_EXERCISE BRIEF:_ Leave out the pictures and print the rest of the entries exactly as they stand.

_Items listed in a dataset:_
----------------------------------------
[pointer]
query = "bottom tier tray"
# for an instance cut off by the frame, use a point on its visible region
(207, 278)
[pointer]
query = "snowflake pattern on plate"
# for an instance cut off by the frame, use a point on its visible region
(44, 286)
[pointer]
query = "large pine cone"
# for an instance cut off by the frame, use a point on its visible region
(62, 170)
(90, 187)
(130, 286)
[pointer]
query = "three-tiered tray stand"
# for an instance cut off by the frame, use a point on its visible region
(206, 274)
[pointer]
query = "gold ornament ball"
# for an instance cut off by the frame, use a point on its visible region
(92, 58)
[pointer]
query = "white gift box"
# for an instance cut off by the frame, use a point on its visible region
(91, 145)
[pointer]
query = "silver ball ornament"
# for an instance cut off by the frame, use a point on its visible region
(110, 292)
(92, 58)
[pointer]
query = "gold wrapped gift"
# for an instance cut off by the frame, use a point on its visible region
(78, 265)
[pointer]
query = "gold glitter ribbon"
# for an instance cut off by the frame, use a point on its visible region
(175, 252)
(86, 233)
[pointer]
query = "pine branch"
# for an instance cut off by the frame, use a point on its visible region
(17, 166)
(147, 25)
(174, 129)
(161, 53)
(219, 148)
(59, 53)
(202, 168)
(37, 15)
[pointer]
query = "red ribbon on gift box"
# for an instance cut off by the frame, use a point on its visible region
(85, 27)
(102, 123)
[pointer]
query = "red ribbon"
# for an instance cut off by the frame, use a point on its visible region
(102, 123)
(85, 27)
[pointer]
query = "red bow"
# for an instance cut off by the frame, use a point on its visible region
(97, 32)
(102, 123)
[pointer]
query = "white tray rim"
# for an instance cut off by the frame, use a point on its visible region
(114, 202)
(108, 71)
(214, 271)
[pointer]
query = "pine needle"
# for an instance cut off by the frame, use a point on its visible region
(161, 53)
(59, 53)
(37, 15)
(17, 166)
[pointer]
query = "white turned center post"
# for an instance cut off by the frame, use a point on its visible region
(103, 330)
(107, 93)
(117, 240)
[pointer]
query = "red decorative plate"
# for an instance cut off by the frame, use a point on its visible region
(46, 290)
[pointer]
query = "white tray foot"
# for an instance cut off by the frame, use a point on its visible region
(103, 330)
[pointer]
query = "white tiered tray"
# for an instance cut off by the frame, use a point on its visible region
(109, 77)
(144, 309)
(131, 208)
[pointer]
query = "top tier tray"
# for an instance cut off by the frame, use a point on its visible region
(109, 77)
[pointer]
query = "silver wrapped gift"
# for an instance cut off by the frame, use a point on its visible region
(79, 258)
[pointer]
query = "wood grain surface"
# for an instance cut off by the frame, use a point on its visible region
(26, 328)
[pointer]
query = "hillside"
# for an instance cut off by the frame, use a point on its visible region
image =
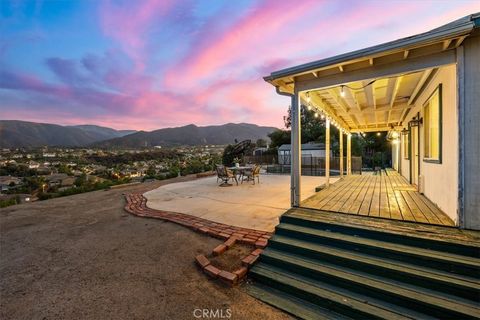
(23, 134)
(190, 135)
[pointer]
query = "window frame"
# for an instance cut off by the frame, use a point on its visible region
(440, 126)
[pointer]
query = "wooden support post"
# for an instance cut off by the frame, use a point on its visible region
(327, 152)
(296, 152)
(349, 154)
(341, 152)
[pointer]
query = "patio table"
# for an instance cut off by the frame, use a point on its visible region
(239, 170)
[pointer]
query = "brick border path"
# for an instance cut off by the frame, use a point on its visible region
(137, 205)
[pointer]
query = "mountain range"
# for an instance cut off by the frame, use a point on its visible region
(22, 134)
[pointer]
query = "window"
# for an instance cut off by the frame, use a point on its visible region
(432, 126)
(406, 145)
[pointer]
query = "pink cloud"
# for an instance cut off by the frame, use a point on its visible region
(128, 24)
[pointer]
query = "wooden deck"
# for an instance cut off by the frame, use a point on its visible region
(385, 195)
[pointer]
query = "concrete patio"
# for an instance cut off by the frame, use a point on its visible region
(251, 206)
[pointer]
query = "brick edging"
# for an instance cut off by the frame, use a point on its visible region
(137, 205)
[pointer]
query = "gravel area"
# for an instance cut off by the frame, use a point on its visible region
(84, 257)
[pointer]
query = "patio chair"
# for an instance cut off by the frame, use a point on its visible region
(220, 171)
(225, 174)
(252, 173)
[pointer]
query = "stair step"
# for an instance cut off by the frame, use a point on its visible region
(297, 307)
(446, 261)
(393, 236)
(463, 287)
(328, 297)
(403, 295)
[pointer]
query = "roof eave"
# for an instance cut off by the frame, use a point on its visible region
(396, 45)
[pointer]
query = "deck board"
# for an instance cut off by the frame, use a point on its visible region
(386, 194)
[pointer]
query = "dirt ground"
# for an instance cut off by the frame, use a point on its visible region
(84, 257)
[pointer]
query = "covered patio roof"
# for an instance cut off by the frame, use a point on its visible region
(373, 89)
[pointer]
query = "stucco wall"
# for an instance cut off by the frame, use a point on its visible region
(471, 127)
(440, 179)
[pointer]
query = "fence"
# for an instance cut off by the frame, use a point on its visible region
(264, 159)
(315, 166)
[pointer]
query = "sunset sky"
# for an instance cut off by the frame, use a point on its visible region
(153, 64)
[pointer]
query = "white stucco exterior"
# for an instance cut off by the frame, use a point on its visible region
(440, 180)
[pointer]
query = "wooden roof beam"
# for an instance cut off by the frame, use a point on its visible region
(459, 41)
(446, 44)
(341, 103)
(371, 99)
(350, 95)
(419, 86)
(376, 129)
(393, 85)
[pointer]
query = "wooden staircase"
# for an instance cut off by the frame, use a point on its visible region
(325, 268)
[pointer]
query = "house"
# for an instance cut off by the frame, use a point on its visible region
(309, 150)
(376, 245)
(424, 90)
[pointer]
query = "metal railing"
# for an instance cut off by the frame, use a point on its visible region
(315, 166)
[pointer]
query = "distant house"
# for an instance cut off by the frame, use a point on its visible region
(310, 149)
(7, 182)
(60, 179)
(259, 151)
----------------------------------------
_ANSWER TO THIS TASK:_
[pointer]
query = "bottom tier tray"
# for an instance cut off by the frame, use a point on its visible region
(207, 278)
[pointer]
query = "snowflake pattern on plate"
# for an instance cut off by the frame, use a point on its visible region
(44, 286)
[pointer]
query = "large pine cone"
# for an instance cut off by the frame, use a point on its visible region
(62, 170)
(90, 187)
(130, 286)
[pointer]
query = "three-tiered tray stand"
# for an instance cut off by the frame, use a point on its visible region
(206, 274)
[pointer]
query = "gold ornament ball"
# for an instance cut off by the frame, use a point on its visible region
(92, 58)
[pointer]
query = "white gift box"
# for an instance cut off by the frame, use a point on its visible region
(91, 145)
[pointer]
query = "silver ball ornament"
# for an instance cut off by the frame, use a point on its visible region
(110, 292)
(92, 58)
[pointer]
query = "gold wrapped gift"
# for an instance cut off by the frame, use a point on its visible region
(78, 265)
[pointer]
query = "gold glitter ribbon"
# for an instance cut off by the frame, use a point on its visible region
(175, 252)
(86, 233)
[pointer]
query = "pine branch"
# for an instance cut off by the frame, use a point on its visible region
(17, 166)
(147, 25)
(174, 129)
(161, 53)
(219, 148)
(59, 53)
(202, 168)
(37, 15)
[pointer]
query = "red ribbon on gift box"
# for an instance cut off by the frame, use a point on its visible region
(85, 27)
(102, 123)
[pointer]
query = "red ribbon"
# for an instance cut off by the frame, use a point on its visible region
(102, 123)
(85, 27)
[pointer]
query = "red bow"
# for an instance cut off by the frame, use a point on its visible region
(97, 32)
(102, 123)
[pointer]
query = "white tray rim"
# for an instance cut off by the frame, use a point on its visible region
(114, 202)
(108, 71)
(214, 271)
[pointer]
query = "pine needle"
# for an instance cut off by the frame, use a point on its visible region
(161, 53)
(59, 53)
(37, 15)
(17, 166)
[pointer]
query = "white turned center post"
# for an instance cut off by the frame, use a point on its visible region
(103, 330)
(107, 93)
(117, 240)
[pointer]
query = "red decorative plate"
# for an instance cut off by the frame, use a point on its visible region
(46, 290)
[pointer]
query = "white tray foot"
# for an instance cut off by the frame, use a point on its visible region
(103, 330)
[pointer]
query = "white tiered tray"
# for an instance cut off by the frame, use a point on its visible region
(109, 77)
(144, 309)
(131, 208)
[pointer]
query = "top tier tray"
# for an instance cut off by the frame, use a point on its visible region
(109, 77)
[pointer]
query = "silver wrapped gift"
# for an instance cut off by the frame, use a point on its visible region
(79, 258)
[pointer]
query = "wood grain surface"
# for an instance cut off by the frame, use a point on its visible region
(26, 328)
[pointer]
query = "hillside"
# for an instance cut off by the frame, use a point on its visible region
image =
(23, 134)
(190, 135)
[pointer]
query = "window frame"
# for an instance cut off by the frame, use a point on its visible region
(440, 126)
[pointer]
query = "wooden support post"
# for an instance cut off by the frame, use a point on its visible region
(327, 152)
(296, 152)
(349, 154)
(341, 152)
[pointer]
query = "patio table"
# for an instance cut off by the frame, use a point on its visible region
(239, 170)
[pointer]
query = "brick border path"
# for an instance cut off by the frame, use a point on its visible region
(137, 205)
[pointer]
query = "mountain range"
# for an instance cut off by the frame, use a point on its visible region
(22, 134)
[pointer]
query = "window"
# for an instance cut off by the frame, use a point on its visible region
(432, 126)
(406, 145)
[pointer]
query = "pink cloud"
# for an instance cut off by the frame, use a point on its visible region
(128, 24)
[pointer]
query = "wooden deck"
# for an instance cut off by the frame, use a point on its visible region
(385, 195)
[pointer]
query = "concrete patio"
# for an instance cut off by the frame, use a point on its visible region
(251, 206)
[pointer]
query = "brick edging"
# for an instance cut off by the frame, use a point on its visible region
(137, 205)
[pointer]
query = "gravel area"
# for an instance cut off by the frame, use a point on its visible region
(84, 257)
[pointer]
query = "patio chair"
# for an instance cut off by the frame, use a point on its visible region
(220, 171)
(225, 174)
(252, 173)
[pointer]
query = "stair step"
# for an instance cut off by the frame, use a point on its visible region
(297, 307)
(446, 261)
(393, 236)
(463, 287)
(328, 297)
(403, 295)
[pointer]
query = "roof eave"
# for an instance cut off by the frame, use a point on its visible region
(396, 45)
[pointer]
query = "deck board"
# for an instance cut off by the frame, use a point on its visible region
(386, 194)
[pointer]
query = "dirt ground"
# for an instance cut off by the frame, use a point on its visible region
(84, 257)
[pointer]
query = "covered patio roof"
# for an instance cut off by the frame, use a point on its visible region
(373, 89)
[pointer]
query = "stucco wall"
# for an instance cut off by the frame, use a point on its visible region
(471, 127)
(440, 179)
[pointer]
query = "fence"
# for an instance cut off by the frame, use a point on its visible region
(264, 159)
(315, 166)
[pointer]
query = "sunset sky"
# for an instance cut off by the frame, use a point on its visible region
(153, 64)
[pointer]
query = "white stucco exterior"
# for an instance cut off by the frame, use a point on its visible region
(440, 180)
[pointer]
query = "wooden roof beam"
# for an instance cut off by the frame, use a point on its visible region
(459, 41)
(446, 44)
(341, 103)
(371, 99)
(350, 95)
(419, 86)
(376, 129)
(393, 85)
[pointer]
query = "wooden staircase"
# for an instance cut off by the frame, use a point on its visible region
(325, 268)
[pointer]
query = "house"
# for an instance cut off by the frame, use a point on its visible region
(309, 150)
(376, 245)
(424, 90)
[pointer]
query = "metal railing"
# for an instance cut off by the frame, use a point on its visible region
(315, 166)
[pointer]
query = "distant house"
# for an instance cut off by the frame, use a point on its visible region
(310, 149)
(7, 182)
(60, 179)
(259, 151)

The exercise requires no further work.